Given problem:
Your task is to copy every line of this material exactly.

Supplied data:
- - -

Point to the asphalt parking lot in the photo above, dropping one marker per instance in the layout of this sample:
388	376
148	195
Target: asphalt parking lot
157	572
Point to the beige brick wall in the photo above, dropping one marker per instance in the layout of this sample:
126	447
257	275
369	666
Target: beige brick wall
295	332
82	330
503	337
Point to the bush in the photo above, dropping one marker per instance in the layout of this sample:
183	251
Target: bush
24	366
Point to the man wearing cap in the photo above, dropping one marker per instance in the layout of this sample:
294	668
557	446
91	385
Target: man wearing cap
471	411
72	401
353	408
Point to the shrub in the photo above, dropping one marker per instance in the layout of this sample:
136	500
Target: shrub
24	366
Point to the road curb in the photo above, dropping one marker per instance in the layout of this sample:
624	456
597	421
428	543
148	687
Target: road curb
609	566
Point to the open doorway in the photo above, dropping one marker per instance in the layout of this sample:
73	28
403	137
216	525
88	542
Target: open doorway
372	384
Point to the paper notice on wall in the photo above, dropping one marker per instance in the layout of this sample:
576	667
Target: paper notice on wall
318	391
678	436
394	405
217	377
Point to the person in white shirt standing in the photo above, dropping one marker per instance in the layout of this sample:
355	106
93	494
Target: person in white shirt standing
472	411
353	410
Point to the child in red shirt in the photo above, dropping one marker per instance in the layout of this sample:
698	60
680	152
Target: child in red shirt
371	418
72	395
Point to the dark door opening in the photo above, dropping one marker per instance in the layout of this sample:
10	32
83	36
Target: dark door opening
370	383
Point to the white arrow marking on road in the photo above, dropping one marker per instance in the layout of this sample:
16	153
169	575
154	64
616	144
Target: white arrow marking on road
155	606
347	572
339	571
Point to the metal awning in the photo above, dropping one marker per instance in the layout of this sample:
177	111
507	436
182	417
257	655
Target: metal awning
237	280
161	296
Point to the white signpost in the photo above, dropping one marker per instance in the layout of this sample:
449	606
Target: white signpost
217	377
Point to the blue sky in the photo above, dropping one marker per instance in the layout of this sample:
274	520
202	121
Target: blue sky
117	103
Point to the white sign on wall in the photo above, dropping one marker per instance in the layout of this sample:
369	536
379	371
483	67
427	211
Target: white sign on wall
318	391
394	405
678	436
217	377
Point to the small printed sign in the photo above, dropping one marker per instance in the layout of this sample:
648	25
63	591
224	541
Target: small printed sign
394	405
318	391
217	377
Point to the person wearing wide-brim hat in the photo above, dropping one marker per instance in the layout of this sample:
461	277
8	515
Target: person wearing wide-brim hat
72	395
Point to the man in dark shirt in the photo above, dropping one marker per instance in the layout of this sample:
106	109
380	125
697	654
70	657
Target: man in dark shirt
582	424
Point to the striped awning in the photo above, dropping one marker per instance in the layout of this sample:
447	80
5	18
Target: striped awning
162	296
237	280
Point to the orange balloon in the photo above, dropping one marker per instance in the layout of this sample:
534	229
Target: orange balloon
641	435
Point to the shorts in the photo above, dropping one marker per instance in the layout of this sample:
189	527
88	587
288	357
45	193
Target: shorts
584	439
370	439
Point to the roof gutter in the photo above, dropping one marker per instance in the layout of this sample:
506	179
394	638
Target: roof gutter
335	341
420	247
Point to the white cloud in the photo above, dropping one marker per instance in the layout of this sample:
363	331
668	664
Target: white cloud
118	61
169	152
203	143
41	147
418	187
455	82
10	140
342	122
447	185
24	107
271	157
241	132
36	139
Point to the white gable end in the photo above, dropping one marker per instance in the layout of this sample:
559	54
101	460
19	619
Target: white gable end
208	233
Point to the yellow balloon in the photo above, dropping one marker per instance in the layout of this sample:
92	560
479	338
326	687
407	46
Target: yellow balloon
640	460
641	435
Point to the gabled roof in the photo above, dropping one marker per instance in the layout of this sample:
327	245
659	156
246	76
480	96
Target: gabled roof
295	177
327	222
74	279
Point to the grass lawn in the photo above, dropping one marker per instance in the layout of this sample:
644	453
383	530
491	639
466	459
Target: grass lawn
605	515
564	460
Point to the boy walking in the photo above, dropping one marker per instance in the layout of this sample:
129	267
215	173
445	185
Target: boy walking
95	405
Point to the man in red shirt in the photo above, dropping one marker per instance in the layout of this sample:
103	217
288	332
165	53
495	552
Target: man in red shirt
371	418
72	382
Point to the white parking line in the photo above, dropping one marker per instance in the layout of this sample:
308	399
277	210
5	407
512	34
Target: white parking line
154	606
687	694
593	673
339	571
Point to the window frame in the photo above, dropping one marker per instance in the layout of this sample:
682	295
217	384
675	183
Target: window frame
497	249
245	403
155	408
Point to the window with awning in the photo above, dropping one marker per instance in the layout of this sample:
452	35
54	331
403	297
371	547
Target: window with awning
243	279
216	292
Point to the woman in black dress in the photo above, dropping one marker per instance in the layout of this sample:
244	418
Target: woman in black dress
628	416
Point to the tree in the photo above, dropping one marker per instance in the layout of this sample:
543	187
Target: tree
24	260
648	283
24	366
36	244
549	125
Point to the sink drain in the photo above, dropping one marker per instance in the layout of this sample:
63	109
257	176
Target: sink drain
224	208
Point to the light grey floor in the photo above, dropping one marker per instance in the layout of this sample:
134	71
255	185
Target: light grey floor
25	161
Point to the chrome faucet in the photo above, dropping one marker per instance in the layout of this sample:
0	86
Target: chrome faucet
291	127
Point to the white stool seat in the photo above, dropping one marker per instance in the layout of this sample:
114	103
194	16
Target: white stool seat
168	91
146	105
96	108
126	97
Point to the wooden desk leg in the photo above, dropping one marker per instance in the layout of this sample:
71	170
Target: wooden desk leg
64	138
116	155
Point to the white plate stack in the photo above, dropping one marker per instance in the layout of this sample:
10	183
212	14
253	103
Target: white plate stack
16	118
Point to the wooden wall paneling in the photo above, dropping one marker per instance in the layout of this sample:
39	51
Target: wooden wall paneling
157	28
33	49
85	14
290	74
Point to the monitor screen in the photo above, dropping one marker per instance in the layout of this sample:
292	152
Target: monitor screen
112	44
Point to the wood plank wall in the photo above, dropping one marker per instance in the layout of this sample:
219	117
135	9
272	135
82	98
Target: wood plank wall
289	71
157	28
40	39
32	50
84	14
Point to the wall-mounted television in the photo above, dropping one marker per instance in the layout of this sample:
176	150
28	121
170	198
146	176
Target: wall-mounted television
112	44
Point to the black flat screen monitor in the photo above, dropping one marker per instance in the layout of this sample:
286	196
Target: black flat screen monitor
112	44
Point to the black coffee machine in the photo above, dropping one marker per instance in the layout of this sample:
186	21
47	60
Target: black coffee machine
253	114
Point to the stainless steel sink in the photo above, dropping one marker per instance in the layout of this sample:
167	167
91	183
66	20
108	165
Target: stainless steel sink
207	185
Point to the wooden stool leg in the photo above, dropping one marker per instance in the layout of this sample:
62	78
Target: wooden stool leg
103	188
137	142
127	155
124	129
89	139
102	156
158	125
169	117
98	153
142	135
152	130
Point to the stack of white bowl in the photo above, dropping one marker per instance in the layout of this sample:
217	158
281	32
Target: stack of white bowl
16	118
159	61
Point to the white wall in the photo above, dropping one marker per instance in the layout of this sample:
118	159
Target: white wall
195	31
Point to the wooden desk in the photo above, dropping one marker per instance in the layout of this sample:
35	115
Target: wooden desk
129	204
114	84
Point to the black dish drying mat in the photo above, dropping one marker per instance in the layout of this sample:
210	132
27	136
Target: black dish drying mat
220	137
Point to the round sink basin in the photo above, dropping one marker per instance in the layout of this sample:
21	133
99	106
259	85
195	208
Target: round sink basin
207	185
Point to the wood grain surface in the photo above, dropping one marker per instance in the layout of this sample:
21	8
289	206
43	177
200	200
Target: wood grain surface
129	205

- - -

Correct output:
Point to the asphalt parking lot in the photo above, dropping one marker per instance in the layout of this sample:
388	376
148	195
Target: asphalt parking lot
157	572
Point to the beige brick wall in the photo above, dropping one marker per instance in the layout of this sample:
126	447
257	275
369	666
Target: beige brick wall
295	332
82	330
503	337
Point to the bush in the photo above, dropping one marker per instance in the layout of this sample:
183	251
Target: bush
24	366
Point to the man wearing cap in the photo above, dropping one marker per instance in the layout of this sample:
294	668
557	446
91	385
Target: man wearing cap
471	411
72	401
353	408
Point to the shrub in the photo above, dropping one marker per instance in the layout of this sample:
136	500
Target: shrub
24	366
Point to the road curb in the photo above, dropping one marker per instance in the layout of this sample:
624	456
597	421
428	543
148	687
Target: road curb
609	566
Point to the open doorway in the photo above, dropping one marker per instance in the layout of this sample:
73	28
403	137
216	525
88	542
Target: open doorway
372	384
Point to the paper notice on wall in the photo above, dropping one marker per instance in the layout of this sample:
576	667
Target: paper notice on wall
318	391
678	436
394	405
217	377
Point to the person in white shirt standing in the photo above, dropping one marker per instance in the layout of this sample:
355	106
93	494
Target: person in white shirt standing
472	411
353	410
Point to the child in red shirt in the photo above, dropping one marker per instance in the layout of this sample:
698	60
680	152
Target: child in red shirt
371	418
72	395
Point to the dark door opening in the photo above, dropping one marker per instance in the layout of this sample:
10	32
83	36
Target: dark door opening
370	383
Point to the white arrow marking on road in the photo above, dropping one marker per instance in the layout of this sample:
16	153
169	575
154	64
616	144
Target: white arrow marking on road
155	606
347	572
339	571
Point to the metal awning in the photo above, dropping one marker per instance in the layout of this sample:
177	111
507	436
182	417
257	655
Target: metal awning
237	280
161	296
Point to the white signpost in the photo above, dropping one marker per instance in the layout of this sample:
449	606
Target: white signpost
217	377
Point to the blue sky in the photo above, dropping one marker per instance in the layout of this sample:
274	520
202	121
Target: blue sky
117	103
Point to the white sign on wall in the photo above, dropping one marker per instance in the layout of this sample:
369	536
379	371
483	67
427	211
Target: white sign on wall
318	391
394	405
678	436
217	377
Point to the small printed sign in the photo above, dropping one marker per instance in the layout of this sample:
648	25
63	591
224	541
Target: small printed sign
394	405
318	391
217	377
Point to the person wearing wide-brim hat in the photo above, dropping one marker per instance in the layout of this sample:
461	277
8	515
Target: person wearing wide-brim hat
72	395
Point to the man in dark shirt in the photo above, dropping one marker per instance in the layout of this sample:
106	109
380	125
697	654
70	657
Target: man in dark shirt
582	424
Point to the striped awning in the photo above, dropping one marker per instance in the layout of this sample:
447	80
5	18
Target: striped awning
162	296
237	280
Point to the orange balloon in the photo above, dropping one marker per instance in the layout of this sample:
534	229
Target: orange balloon
641	435
Point to the shorts in the photo above, dropping one marker per instance in the layout of this sample:
189	527
88	587
288	357
45	193
Target: shorts
584	439
370	439
Point to the roof gutter in the photo above, dropping one marker per instance in the layout of this sample:
506	179
394	638
Target: roof gutter
335	341
420	247
Point to the white cloud in the photo above, dropping one marker per instance in the layout of this sample:
363	331
668	664
Target: white cloud
118	61
169	152
203	143
41	147
418	187
455	82
10	140
342	122
447	185
24	107
271	157
241	132
36	139
Point to the white gable end in the photo above, dropping one marker per instance in the layout of this sample:
559	54
101	460
19	619
Target: white gable end
208	233
Point to the yellow balloon in the photo above, dropping one marker per instance in the layout of this sample:
92	560
479	338
326	687
407	46
Target: yellow balloon
640	460
641	435
Point to the gabled roof in the photo above, dropping one marker per instance in the layout of this sample:
327	245
659	156
246	76
480	96
Target: gabled roof
295	177
327	222
74	279
Point to the grass lawn in the photo above, dropping one marker per instance in the layout of this sample:
644	453
383	530
491	639
466	459
Target: grass lawn
605	515
564	460
Point to the boy walking in the photo above, dropping one marker per instance in the layout of this sample:
129	267
215	173
445	185
Target: boy walking
95	405
Point to the man in red shirt in the photo above, dropping one marker per instance in the layout of this sample:
103	217
288	332
165	53
495	552
Target: man in red shirt
371	418
72	382
Point to the white parking line in the photo above, dropping one marker per instance in the layout of this sample:
308	399
277	210
5	407
512	34
Target: white parking line
154	606
687	694
593	673
339	571
Point to the window frame in the photo above, dropping one marker per instance in the layout of this sample:
682	295
217	384
675	183
Target: window frame
497	249
245	403
155	408
Point to the window with awning in the photo above, dropping one marker per instance in the layout of this sample:
452	35
54	331
403	297
371	547
Target: window with awning
243	279
216	292
Point to the woman in black dress in the photo above, dropping one marker per instance in the layout of this sample:
244	418
Target: woman in black dress
628	416
Point to the tree in the photo above, dropping one marker per instance in the layout of this sample:
543	187
Target: tree
24	260
648	283
24	366
36	244
549	125
Point to the sink drain in the photo above, dropping one marker per instance in the layout of this sample:
63	109
257	176
Target: sink drain
224	208
Point to the light grey floor in the photo above, dropping one marker per instance in the layout of this sample:
134	71
255	185
Target: light grey floor
25	161
Point to the chrome faucet in the photo above, dropping one marker per instance in the layout of this sample:
0	86
Target: chrome faucet
291	127
Point to the white stool seat in the photo above, dropping one marker per instance in the layout of this sample:
114	103
194	16
Target: white stool seat
168	91
146	105
96	108
126	97
Point to the wooden desk leg in the photo above, dropping one marker per instance in the layout of this sample:
71	170
Target: wooden desk leg
64	138
116	155
Point to the white plate stack in the photo above, dropping one marker per instance in the layout of this sample:
10	183
212	14
253	103
Target: white plate stack
16	118
Point to the wooden wall paneling in the photo above, dropping one marker per instance in the layout of this sample:
39	51
Target: wooden wall paneling
157	28
33	49
85	14
290	74
Point to the monitor screen in the photo above, dropping one marker per instance in the layout of this sample:
292	152
Target: monitor screen
112	44
Point to the wood plank wall in the photo above, dropping one marker per instance in the layout of this sample:
219	117
135	9
272	135
82	98
Target: wood plank wall
289	71
157	28
40	39
32	50
84	14
Point to the wall-mounted television in the photo above, dropping one marker per instance in the layout of this sample:
176	150
28	121
170	198
146	176
Target: wall-mounted television
112	44
Point to the black flat screen monitor in the photo above, dropping one marker per instance in the layout of this sample:
286	196
Target: black flat screen monitor
112	44
Point to the black coffee machine in the photo above, dropping one marker per instance in the layout of this sample:
186	21
47	60
Target: black coffee machine
253	114
Point to the stainless steel sink in the photo above, dropping one marker per instance in the layout of this sample:
167	167
91	183
66	20
108	165
Target: stainless steel sink
207	185
Point to the wooden stool leg in the photo above, dropping one marker per instance in the layout of this sample:
62	78
Target: wooden stool leg
103	188
137	142
127	155
124	129
89	139
102	156
158	125
169	117
98	153
142	135
152	130
Point to the stack of white bowl in the photo above, dropping one marker per instance in the layout of this sample:
217	158
281	32
Target: stack of white bowl
16	118
159	61
Point to the white wall in the photo above, dropping one marker per instance in the layout of this sample:
118	159
Target: white wall
195	31
Point to the wooden desk in the photo above, dropping one marker per instance in the layout of this sample:
35	115
Target: wooden desk
129	204
114	84
Point to the black dish drying mat in the photo above, dropping one marker per instance in the layout of this sample:
210	132
27	136
Target: black dish drying mat
220	137
Point to the round sink basin in the photo above, dropping one marker per instance in the layout of this sample:
21	133
99	106
259	85
195	208
Target: round sink basin
207	185
Point to the wood grain surface in the photo above, dropping one marker per instance in the layout of this sample:
21	8
289	206
43	177
200	200
Target: wood grain surface
129	205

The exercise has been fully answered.